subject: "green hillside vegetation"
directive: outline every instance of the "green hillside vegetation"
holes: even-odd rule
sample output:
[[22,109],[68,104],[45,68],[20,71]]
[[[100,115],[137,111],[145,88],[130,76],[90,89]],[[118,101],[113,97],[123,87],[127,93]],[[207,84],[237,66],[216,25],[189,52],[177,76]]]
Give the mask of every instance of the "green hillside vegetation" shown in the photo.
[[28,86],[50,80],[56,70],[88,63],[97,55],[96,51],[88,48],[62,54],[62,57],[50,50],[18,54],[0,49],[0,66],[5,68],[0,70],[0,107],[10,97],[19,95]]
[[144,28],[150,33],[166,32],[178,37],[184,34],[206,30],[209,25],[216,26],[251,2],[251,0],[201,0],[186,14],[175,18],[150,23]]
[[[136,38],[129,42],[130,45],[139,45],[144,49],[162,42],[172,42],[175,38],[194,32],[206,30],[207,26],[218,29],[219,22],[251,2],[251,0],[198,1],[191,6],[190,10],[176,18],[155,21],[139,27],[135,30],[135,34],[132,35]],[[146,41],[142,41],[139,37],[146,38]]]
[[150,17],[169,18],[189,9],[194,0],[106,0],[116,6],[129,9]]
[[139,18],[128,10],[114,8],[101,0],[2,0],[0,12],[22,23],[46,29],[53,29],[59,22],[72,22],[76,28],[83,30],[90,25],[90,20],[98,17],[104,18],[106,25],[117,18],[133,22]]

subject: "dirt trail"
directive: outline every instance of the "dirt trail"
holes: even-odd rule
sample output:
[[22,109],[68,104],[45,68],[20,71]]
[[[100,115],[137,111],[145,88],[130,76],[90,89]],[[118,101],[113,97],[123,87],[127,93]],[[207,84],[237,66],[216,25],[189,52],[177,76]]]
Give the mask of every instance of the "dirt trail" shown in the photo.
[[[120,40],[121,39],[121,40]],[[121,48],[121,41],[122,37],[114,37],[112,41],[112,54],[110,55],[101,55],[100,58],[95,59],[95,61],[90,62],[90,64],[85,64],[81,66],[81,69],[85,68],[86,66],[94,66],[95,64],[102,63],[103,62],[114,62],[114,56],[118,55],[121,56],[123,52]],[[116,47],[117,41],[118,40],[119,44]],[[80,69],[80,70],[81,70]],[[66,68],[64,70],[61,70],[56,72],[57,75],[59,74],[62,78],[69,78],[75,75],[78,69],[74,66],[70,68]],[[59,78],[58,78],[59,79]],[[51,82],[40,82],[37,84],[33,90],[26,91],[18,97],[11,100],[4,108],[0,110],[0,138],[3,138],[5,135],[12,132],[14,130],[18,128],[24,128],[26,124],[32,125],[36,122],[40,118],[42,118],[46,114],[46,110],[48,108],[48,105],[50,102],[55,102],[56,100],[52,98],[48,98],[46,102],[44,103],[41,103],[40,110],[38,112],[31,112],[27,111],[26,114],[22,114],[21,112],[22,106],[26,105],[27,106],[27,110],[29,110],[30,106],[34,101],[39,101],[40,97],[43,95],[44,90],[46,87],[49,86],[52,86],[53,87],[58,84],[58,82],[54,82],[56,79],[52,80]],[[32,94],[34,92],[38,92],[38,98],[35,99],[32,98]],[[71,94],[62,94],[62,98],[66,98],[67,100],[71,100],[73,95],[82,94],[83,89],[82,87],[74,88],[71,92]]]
● ● ● ●
## Work instructions
Locate each line in the records containing the word "Give" and copy those lines; letter case must match.

## Answer to this exercise
Give the mask of every instance of the "green hillside vegetation" shown in the photo.
Give the mask of every instance of the "dirt trail" shown in the photo.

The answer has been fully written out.